Collection entries
********************

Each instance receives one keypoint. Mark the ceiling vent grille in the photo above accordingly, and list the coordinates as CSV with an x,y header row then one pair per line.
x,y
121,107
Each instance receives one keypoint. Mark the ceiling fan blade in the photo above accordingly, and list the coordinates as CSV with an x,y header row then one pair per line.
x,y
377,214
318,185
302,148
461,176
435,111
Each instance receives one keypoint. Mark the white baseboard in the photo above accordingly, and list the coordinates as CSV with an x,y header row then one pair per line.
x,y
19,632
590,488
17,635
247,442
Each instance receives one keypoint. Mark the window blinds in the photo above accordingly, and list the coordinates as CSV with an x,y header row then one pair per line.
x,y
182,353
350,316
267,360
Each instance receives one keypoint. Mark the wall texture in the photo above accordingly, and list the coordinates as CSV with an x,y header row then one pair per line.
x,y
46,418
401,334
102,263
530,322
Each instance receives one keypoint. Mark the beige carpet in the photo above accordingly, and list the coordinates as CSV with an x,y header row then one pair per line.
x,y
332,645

********************

WRITTEN PROBLEM:
Copy out each of the entries above verbatim, keeping their order and line breaks.

WRITTEN ANSWER:
Each instance receives one keypoint. Mark the ceiling vent grille in the photo above accordingly, and list the coordinates as CSV with an x,y header row then one pair per line.
x,y
121,107
Each instance receives one keypoint. Mark the ceiling fan blade in the photo above accordingly, and list the coordinates as CSV with an x,y header row then one pair per line.
x,y
377,214
318,185
302,148
461,176
435,111
Each instance receives one keypoint. Mark the white baseboard in the photo above accordingly, and list the coordinates as CSV with an x,y header row then one pair per line.
x,y
19,632
590,488
17,635
247,442
Each instance receives one keypoint. Mark the window blinds in the photo above accordingly, and list the coordinates as CSV with an x,y header row then one pair per line.
x,y
182,353
350,316
267,360
Each instance receives one keypoint. Mark the wall texture in the photo above accordingly, and list the coordinates as CSV with an x,y header row then one pair per line.
x,y
46,418
401,334
102,263
530,322
Each instance receives one keypoint. Mark the beige carpet in the photo above accordingly, and list the coordinates as CSV with an x,y header row then one pair per line.
x,y
332,645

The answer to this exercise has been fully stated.